/---
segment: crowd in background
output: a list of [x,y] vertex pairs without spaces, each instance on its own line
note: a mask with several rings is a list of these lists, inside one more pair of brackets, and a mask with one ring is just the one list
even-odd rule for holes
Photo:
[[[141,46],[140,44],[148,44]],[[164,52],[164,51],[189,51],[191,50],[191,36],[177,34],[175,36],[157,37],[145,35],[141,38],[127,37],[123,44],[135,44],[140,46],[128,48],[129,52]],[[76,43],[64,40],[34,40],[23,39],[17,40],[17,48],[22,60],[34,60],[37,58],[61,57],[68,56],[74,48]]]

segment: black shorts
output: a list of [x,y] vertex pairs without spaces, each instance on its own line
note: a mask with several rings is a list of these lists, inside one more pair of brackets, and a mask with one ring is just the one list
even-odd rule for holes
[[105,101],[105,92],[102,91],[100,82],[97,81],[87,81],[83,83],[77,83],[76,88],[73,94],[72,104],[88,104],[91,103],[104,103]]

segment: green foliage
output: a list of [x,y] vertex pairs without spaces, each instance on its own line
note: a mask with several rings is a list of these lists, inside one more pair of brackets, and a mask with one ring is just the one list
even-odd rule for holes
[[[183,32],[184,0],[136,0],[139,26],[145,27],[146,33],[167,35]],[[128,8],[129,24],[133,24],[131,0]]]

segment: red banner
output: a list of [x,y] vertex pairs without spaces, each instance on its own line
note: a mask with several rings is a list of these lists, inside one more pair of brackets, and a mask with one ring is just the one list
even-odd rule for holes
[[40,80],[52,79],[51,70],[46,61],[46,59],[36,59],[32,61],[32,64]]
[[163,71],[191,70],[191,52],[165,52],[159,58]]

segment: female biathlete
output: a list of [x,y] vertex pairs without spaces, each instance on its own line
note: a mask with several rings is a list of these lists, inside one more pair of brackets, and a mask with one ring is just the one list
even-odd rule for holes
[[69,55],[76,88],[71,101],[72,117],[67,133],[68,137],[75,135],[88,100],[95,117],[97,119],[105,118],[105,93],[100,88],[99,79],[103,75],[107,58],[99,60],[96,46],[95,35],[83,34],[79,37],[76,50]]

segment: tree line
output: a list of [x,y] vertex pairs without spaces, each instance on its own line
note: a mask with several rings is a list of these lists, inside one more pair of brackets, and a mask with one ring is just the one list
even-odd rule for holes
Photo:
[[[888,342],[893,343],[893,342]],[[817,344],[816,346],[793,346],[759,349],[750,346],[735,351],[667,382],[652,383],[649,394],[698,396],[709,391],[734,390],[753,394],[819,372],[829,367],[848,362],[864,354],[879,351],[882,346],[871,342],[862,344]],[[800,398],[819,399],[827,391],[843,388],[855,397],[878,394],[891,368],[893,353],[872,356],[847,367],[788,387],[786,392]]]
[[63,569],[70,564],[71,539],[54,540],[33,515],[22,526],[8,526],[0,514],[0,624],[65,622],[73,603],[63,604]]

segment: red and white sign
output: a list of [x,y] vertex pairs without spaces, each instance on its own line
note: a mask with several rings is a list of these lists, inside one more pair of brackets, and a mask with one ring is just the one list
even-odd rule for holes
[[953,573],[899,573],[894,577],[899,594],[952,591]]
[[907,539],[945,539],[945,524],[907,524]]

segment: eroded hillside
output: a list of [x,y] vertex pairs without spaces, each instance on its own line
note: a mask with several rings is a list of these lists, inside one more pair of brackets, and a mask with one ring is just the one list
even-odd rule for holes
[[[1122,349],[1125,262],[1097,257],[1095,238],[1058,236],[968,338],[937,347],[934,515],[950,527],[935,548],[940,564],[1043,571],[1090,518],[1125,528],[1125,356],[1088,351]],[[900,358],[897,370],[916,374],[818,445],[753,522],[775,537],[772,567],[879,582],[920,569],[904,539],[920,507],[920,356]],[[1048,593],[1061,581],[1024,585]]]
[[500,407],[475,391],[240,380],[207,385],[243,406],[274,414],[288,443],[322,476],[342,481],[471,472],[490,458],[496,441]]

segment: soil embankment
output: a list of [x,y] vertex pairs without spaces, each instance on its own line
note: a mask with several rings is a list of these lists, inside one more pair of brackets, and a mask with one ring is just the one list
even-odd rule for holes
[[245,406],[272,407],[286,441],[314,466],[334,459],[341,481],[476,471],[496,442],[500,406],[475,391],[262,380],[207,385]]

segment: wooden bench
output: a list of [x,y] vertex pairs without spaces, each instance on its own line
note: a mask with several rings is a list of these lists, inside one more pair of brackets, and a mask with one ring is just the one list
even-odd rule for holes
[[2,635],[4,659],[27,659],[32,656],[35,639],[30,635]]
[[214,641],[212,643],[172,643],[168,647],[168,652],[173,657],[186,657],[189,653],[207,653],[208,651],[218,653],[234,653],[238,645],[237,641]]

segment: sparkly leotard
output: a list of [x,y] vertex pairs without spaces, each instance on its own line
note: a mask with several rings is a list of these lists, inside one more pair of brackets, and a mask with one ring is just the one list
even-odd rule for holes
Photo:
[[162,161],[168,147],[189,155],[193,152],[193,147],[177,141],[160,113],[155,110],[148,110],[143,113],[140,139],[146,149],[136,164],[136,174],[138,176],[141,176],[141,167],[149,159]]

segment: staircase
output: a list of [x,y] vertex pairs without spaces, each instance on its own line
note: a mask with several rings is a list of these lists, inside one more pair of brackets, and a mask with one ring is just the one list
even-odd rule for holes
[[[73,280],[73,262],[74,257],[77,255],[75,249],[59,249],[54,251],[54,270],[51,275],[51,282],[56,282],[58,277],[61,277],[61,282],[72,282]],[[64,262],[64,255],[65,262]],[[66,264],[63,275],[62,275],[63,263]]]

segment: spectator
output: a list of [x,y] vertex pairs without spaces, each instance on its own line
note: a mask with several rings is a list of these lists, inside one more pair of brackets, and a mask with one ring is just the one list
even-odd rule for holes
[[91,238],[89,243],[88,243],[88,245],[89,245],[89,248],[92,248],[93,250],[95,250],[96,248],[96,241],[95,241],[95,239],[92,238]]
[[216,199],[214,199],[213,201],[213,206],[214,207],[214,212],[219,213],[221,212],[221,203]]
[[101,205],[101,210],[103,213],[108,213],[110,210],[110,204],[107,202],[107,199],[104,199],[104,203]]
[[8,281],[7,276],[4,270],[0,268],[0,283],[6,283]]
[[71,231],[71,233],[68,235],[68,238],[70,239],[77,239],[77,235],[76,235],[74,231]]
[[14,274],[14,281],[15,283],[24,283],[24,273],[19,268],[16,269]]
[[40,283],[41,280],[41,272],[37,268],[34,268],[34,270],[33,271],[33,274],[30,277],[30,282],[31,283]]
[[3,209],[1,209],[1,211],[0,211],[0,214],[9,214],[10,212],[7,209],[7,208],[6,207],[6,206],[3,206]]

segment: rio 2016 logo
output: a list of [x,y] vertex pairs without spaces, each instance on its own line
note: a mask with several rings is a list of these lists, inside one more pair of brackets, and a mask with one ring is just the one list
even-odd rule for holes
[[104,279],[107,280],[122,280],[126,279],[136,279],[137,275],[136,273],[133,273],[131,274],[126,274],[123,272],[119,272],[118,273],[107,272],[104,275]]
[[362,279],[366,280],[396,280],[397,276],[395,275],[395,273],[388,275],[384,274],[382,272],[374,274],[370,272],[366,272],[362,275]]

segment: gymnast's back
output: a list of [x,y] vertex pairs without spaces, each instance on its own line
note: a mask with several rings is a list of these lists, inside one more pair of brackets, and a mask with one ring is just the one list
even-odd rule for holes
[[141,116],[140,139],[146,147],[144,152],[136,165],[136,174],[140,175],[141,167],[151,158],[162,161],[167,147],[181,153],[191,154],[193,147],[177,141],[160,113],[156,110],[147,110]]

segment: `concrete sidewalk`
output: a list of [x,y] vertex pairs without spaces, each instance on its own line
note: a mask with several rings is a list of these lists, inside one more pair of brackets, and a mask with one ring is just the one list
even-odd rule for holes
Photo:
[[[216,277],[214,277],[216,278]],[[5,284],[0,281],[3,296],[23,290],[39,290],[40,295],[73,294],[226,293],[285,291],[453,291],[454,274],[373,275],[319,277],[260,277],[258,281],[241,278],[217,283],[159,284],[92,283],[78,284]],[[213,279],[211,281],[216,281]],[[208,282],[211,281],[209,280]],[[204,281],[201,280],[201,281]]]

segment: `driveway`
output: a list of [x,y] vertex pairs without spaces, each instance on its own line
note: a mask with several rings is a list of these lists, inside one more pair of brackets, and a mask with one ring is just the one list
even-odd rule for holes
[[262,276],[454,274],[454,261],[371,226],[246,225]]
\---
_Aim_.
Express every line from the one containing "segment: gymnast's back" through the last line of the entries as a JSON list of strings, with one string per line and blank lines omitted.

_Result for this exercise_.
[
  "segment: gymnast's back",
  "output: a list of [x,y] vertex pairs without spaces, each instance on its own line",
  "note: a mask with several rings is a list of these lists, inside one more pair of brackets, and a mask with one ring is just the one list",
  "even-odd rule for holes",
  "[[141,116],[140,139],[146,147],[144,152],[136,165],[136,174],[140,175],[141,167],[151,158],[162,161],[167,147],[181,153],[191,154],[193,147],[177,141],[160,113],[156,110],[147,110]]",
  "segment: `concrete sidewalk`",
  "output: a list of [x,y] vertex pairs without spaces, each instance on its own line",
  "note: a mask with several rings is a list of these lists, inside one more pair of brackets, and a mask with one ring is just the one list",
  "even-odd rule for holes",
  "Photo:",
  "[[[216,277],[214,277],[216,278]],[[5,284],[0,281],[3,296],[23,290],[39,290],[40,295],[73,294],[226,293],[285,291],[453,291],[454,274],[373,275],[319,277],[260,277],[258,281],[241,278],[217,283],[159,284],[92,283],[78,284]],[[213,279],[211,281],[216,281]],[[208,282],[211,281],[209,280]],[[204,281],[201,280],[201,281]]]",
  "segment: `driveway`",
  "output: a list of [x,y] vertex pairs without spaces, each instance on its own line",
  "note: a mask with several rings is a list of these lists, inside one more pair of brackets, and a mask with one ring is just the one list",
  "even-odd rule for holes",
  "[[262,276],[454,274],[454,261],[371,226],[246,225]]"
]